[Pointing items]
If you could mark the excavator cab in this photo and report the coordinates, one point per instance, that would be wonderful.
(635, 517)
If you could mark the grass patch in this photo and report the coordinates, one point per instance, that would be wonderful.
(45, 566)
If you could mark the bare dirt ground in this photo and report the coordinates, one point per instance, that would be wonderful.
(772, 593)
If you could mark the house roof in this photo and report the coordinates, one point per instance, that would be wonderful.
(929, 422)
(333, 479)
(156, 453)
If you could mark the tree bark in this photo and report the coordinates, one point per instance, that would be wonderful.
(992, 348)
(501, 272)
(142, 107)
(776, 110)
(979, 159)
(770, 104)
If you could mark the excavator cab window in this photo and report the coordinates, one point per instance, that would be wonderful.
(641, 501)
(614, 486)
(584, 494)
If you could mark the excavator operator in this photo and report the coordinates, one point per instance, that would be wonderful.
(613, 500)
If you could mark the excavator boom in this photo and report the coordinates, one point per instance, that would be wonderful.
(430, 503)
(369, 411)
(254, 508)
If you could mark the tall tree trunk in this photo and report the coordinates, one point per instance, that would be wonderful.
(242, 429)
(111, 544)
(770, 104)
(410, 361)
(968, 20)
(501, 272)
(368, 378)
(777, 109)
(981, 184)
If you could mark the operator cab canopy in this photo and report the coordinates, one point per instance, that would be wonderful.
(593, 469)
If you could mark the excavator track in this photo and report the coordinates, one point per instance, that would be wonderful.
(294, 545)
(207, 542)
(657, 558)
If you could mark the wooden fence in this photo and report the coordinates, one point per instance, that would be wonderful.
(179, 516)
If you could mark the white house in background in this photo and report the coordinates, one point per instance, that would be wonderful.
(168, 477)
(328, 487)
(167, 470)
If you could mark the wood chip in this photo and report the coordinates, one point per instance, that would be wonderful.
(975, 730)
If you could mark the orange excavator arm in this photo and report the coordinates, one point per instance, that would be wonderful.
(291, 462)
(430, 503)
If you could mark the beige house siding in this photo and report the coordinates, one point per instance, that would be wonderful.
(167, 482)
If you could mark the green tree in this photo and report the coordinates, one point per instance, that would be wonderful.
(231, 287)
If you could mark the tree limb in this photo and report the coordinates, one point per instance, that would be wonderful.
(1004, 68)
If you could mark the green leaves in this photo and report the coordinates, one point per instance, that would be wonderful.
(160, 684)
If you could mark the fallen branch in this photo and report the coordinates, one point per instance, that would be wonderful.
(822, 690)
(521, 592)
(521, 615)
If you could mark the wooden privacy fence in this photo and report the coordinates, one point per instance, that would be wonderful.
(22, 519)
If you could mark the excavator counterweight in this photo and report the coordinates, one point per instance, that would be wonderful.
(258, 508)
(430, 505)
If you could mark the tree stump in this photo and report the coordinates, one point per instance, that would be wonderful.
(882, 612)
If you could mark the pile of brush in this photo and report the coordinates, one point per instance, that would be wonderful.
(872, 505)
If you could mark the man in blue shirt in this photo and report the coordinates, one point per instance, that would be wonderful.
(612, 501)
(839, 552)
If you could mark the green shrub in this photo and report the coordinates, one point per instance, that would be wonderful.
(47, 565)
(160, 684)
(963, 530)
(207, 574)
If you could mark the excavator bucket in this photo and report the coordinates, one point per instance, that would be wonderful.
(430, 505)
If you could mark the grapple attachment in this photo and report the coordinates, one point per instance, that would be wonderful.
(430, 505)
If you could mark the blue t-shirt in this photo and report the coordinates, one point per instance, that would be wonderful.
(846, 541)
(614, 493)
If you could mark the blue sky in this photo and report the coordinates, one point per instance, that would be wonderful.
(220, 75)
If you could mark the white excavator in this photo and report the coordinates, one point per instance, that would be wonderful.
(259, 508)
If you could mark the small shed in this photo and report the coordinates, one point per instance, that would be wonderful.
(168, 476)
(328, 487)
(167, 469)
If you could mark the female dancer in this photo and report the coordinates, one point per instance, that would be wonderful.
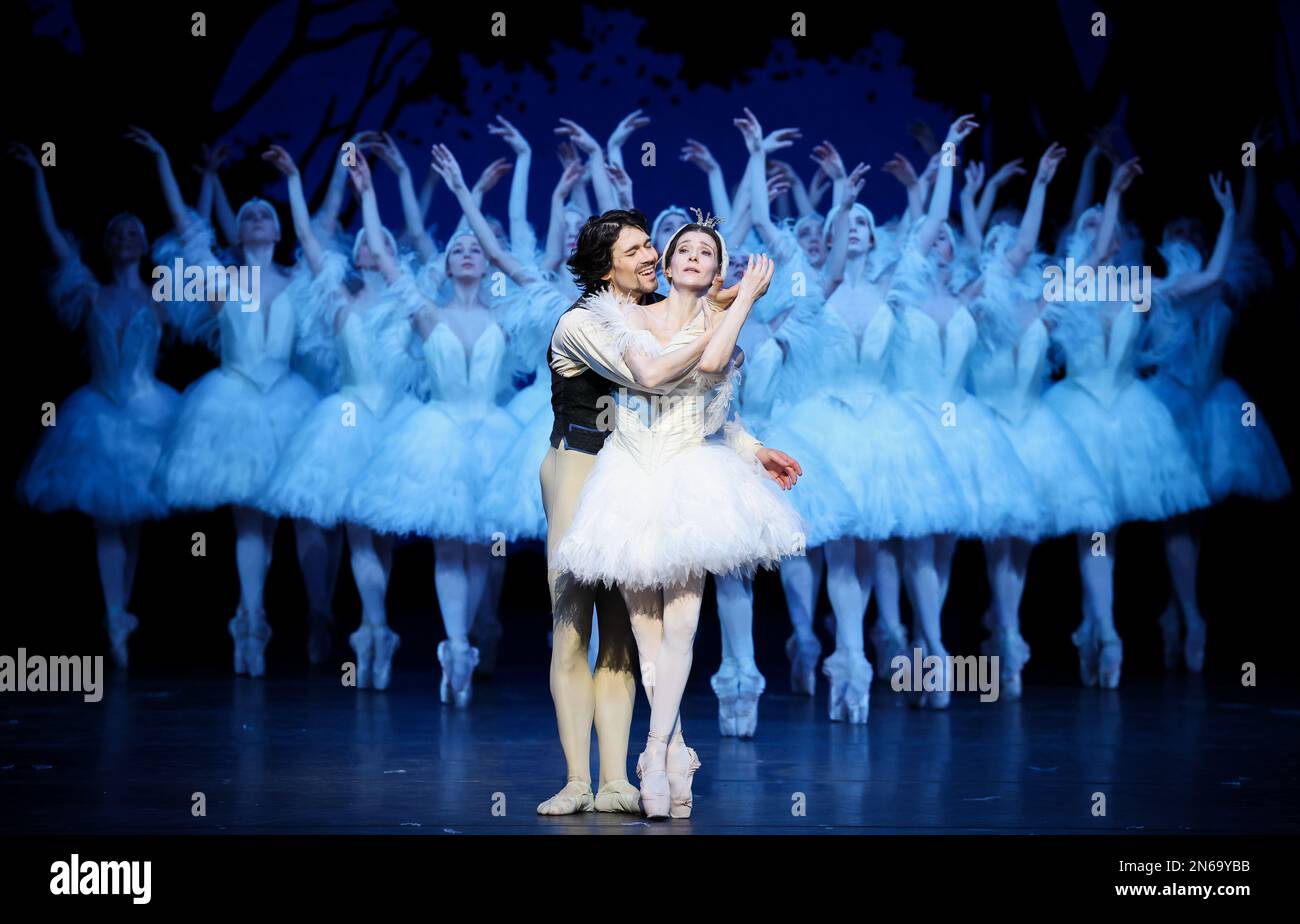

▶ Exercise
Please put every line of the items above into a numbered list, skipping blank lines and leaving out the pictures.

▶ Finished answer
1. If you could mark the excavator cab in this photo and report the coordinates, one point per instance, that would be wonderful.
2. (635, 517)
3. If you could mark the grass patch in this photo and report the coordinates, one point per instance, that would be wonderful.
4. (45, 566)
5. If you could mark the bare dirt ground in this photo and report the coordinates, one point per instance, that would be wonderful.
6. (772, 593)
7. If you could mark the house roof in this photo and report the coordinates, one point per instance, that would be wonderful.
8. (929, 422)
9. (333, 479)
10. (156, 453)
11. If you could mark the tree bark in this photo and report the coordinates, one point per instance, that would be wonderful.
12. (992, 348)
13. (501, 272)
14. (142, 107)
15. (776, 110)
16. (979, 159)
17. (770, 104)
18. If you could mark the excavator cab window in this photo and report the coordinates, one point per instance, that would be wonderful.
19. (641, 501)
20. (614, 486)
21. (584, 494)
22. If you could mark the excavator operator in this photo and report the coordinates, one point per instance, that would be wonderful.
23. (613, 500)
24. If you could mark the excavator boom in this photo and report the coordinates, one point per instance, that would be wonderful.
25. (430, 503)
26. (369, 411)
27. (254, 508)
28. If you could mark the tall tree trunk in this photo and report the coordinates, one point per instance, that would be wonderful.
29. (242, 429)
30. (111, 544)
31. (770, 104)
32. (410, 361)
33. (968, 20)
34. (501, 272)
35. (368, 378)
36. (777, 109)
37. (981, 184)
38. If you could mark the operator cab canopy in this photo and report the coordinates, one point per instance, that would be wonderful.
39. (593, 469)
40. If you could mark the excavator track in this photo and report the coordinates, one point per instance, that would be wonderful.
41. (294, 545)
42. (207, 542)
43. (657, 558)
44. If you could mark the wooden fence in this photo and report the coordinates, one point per instance, that would be wonderful.
45. (179, 516)
46. If you could mark the white house in background in this photo and report the coordinates, one point per instance, that would be wonderful.
47. (168, 477)
48. (328, 487)
49. (167, 470)
50. If you could mark the wood chip in this photo and report the coordinates, one point per instance, that would be wonderful.
51. (975, 730)
52. If you could mark the orange excavator arm in this photo and report the coordinates, one point per instance, that would be wonderful.
53. (291, 462)
54. (430, 503)
55. If you could mark the beige house siding in this photo and report the coordinates, one point per instance, that would be wonderful.
56. (167, 482)
57. If you could mark the green tree in this photo and report the coordinates, one point per instance, that would be wonderful.
58. (231, 287)
59. If you could mark the tree limb in this photo and report the coordinates, one point per instance, that would be wonderful.
60. (1004, 68)
61. If you could mark the green leaves in this photo and report the coordinates, one point per instance, that would be wonderful.
62. (160, 684)
63. If you could mark the fallen branch in this photo and report the coordinates, one point per instance, that would be wonderful.
64. (822, 690)
65. (521, 592)
66. (521, 615)
67. If you could mark the wooden privacy fence in this photo and report the coordinates, one point per instance, that would be wonderful.
68. (22, 519)
69. If you could mark the excavator counterweight in this photo and report the coordinates, one point per instance, that would be wonderful.
70. (258, 508)
71. (430, 505)
72. If you could mark the tree stump in this photo and report the coordinates, one point per instance, that would be wonderful.
73. (882, 612)
74. If you could mark the pile of brush in this photo and report the coordinates, one point per instance, that would be wonderful.
75. (872, 505)
76. If you could mark the man in blue shirt in this photo and report the coordinates, one point per instance, that would be wonderful.
77. (612, 501)
78. (839, 552)
79. If you could mark the green shrub in this photo and report the coordinates, one point per instance, that would be wonderful.
80. (47, 565)
81. (160, 684)
82. (963, 530)
83. (207, 574)
84. If you could mark the excavator bucket in this photo and report the coordinates, one point per instance, that would be wonderful.
85. (430, 505)
86. If you could mark the grapple attachment in this photo and report the coordinates, one point per instance, that would be wonderful.
87. (430, 505)
88. If you could mark the blue t-shirt in this photo and report the coordinates, one point per instance, that would be wonderful.
89. (846, 541)
90. (614, 493)
91. If you could mark the blue sky in this photo and report the coordinates, one point per instance, that would be wonderful.
92. (220, 75)
93. If you could mark the white excavator in this photo and report the coordinates, one point per instance, that would be wonderful.
94. (259, 508)
95. If you could mark the small shed in this photo and report the coordinates, one point per instance, that would be wonderful.
96. (168, 476)
97. (328, 487)
98. (167, 469)
99. If you could mark the female dancer in this photo and report the coordinates, one point per instance, that would be wonderful.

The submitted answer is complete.